GIVEN RECORDS:
|---|

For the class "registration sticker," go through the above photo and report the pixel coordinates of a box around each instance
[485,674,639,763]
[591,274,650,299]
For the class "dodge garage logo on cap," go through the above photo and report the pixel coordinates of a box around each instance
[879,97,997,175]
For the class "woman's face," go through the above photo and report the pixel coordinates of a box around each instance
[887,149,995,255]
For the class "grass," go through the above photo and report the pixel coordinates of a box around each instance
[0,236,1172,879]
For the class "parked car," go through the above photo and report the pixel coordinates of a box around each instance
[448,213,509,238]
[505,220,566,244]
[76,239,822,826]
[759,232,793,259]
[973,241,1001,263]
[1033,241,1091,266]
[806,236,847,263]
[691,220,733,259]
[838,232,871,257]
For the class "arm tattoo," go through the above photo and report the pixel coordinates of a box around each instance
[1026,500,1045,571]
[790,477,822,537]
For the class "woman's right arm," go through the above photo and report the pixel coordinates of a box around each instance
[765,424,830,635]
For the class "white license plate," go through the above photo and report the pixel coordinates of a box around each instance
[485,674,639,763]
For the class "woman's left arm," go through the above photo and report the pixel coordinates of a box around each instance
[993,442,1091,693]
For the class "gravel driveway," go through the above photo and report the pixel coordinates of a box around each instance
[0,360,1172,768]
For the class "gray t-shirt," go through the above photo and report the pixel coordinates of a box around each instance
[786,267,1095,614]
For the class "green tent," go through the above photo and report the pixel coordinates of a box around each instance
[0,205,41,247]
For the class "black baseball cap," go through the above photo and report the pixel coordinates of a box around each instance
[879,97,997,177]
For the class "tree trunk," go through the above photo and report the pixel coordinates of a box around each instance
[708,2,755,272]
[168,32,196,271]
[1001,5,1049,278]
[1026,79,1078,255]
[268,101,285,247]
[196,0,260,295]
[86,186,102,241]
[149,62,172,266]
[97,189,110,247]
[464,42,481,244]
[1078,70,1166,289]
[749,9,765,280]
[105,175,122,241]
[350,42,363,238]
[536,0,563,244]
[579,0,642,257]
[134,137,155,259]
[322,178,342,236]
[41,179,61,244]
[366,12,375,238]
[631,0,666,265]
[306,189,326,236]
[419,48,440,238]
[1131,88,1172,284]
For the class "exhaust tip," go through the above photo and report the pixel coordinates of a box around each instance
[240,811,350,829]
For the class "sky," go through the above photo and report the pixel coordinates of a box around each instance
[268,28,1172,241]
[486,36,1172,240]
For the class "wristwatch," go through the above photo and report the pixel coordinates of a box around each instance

|---|

WHAT THE TASK REQUIRES: Rewrite the lines above as a numbered list, leaving out any blank lines.

RESPONSE TO THIS EXERCISE:
1. For the class "registration sticker," go through the above photo and report the pixel coordinates of a box around each instance
2. [485,674,639,763]
3. [591,274,650,299]
4. For the class "dodge garage logo on cap," go through the above photo and report the pixel coordinates of a box around each instance
5. [879,97,997,175]
6. For the class "woman's face," go through the above photo and report the pixel coordinates of a box around each instance
7. [887,149,995,255]
8. For the class "grass," go through the above photo and report the pixel coordinates of a box around each instance
9. [0,236,1172,879]
10. For the class "parked car," go through the above photo and report the pixel coordinates of a box around each instance
11. [448,213,509,238]
12. [505,220,566,244]
13. [76,239,822,826]
14. [759,232,793,259]
15. [973,241,1001,263]
16. [1033,241,1091,266]
17. [806,236,847,263]
18. [691,220,733,259]
19. [838,232,871,257]
20. For the class "arm tattoo," go through the above photo and report the pixel coordinates of a box around each instance
21. [1026,500,1045,571]
22. [790,477,822,537]
23. For the class "woman's right arm," go through the above photo and report the pixel coordinates of a box around each instance
24. [765,424,830,635]
25. For the class "white license plate," go through the above photo and report the pixel coordinates of a box around each instance
26. [485,674,639,763]
27. For the class "woman's left arm," go through the above photo and report the pixel coordinates of a box around each instance
28. [993,442,1091,693]
29. For the class "gravel driveway," go through the above photo and report the pixel coordinates of a box around each instance
30. [0,360,1172,768]
31. For the class "gray t-shirt," go through the above photo and report the pixel coordinates of a box around each instance
32. [786,267,1095,614]
33. For the class "green tent," go through the above photo and report the pixel coordinates of a box around each instance
34. [0,205,41,247]
35. For the class "black baseball cap," go through the above photo and report the pixel coordinates of a box around each instance
36. [879,97,997,177]
37. For the class "tree trunk," go through the above photo and report the pixel coordinates of a box around each instance
38. [708,2,755,272]
39. [168,32,196,271]
40. [1001,5,1049,278]
41. [1026,79,1078,255]
42. [268,101,285,247]
43. [196,0,260,295]
44. [86,186,102,241]
45. [149,62,172,266]
46. [97,189,110,247]
47. [464,42,481,244]
48. [1078,70,1166,289]
49. [749,9,765,280]
50. [105,175,122,241]
51. [350,42,363,238]
52. [536,0,563,244]
53. [579,0,642,257]
54. [134,137,155,259]
55. [322,178,342,236]
56. [41,179,61,244]
57. [366,12,375,238]
58. [631,0,666,265]
59. [306,189,326,236]
60. [419,48,440,238]
61. [1131,88,1172,284]
62. For the class "exhaust tip," go through the above photo and report the pixel coordinates of a box around each instance
63. [240,811,350,829]
64. For the class "sky," go through the above photo and report the pixel coordinates of a box around each instance
65. [268,28,1172,241]
66. [486,36,1172,240]
67. For the class "wristwatch," go through the above photo and report the pixel coordinates of a box around each instance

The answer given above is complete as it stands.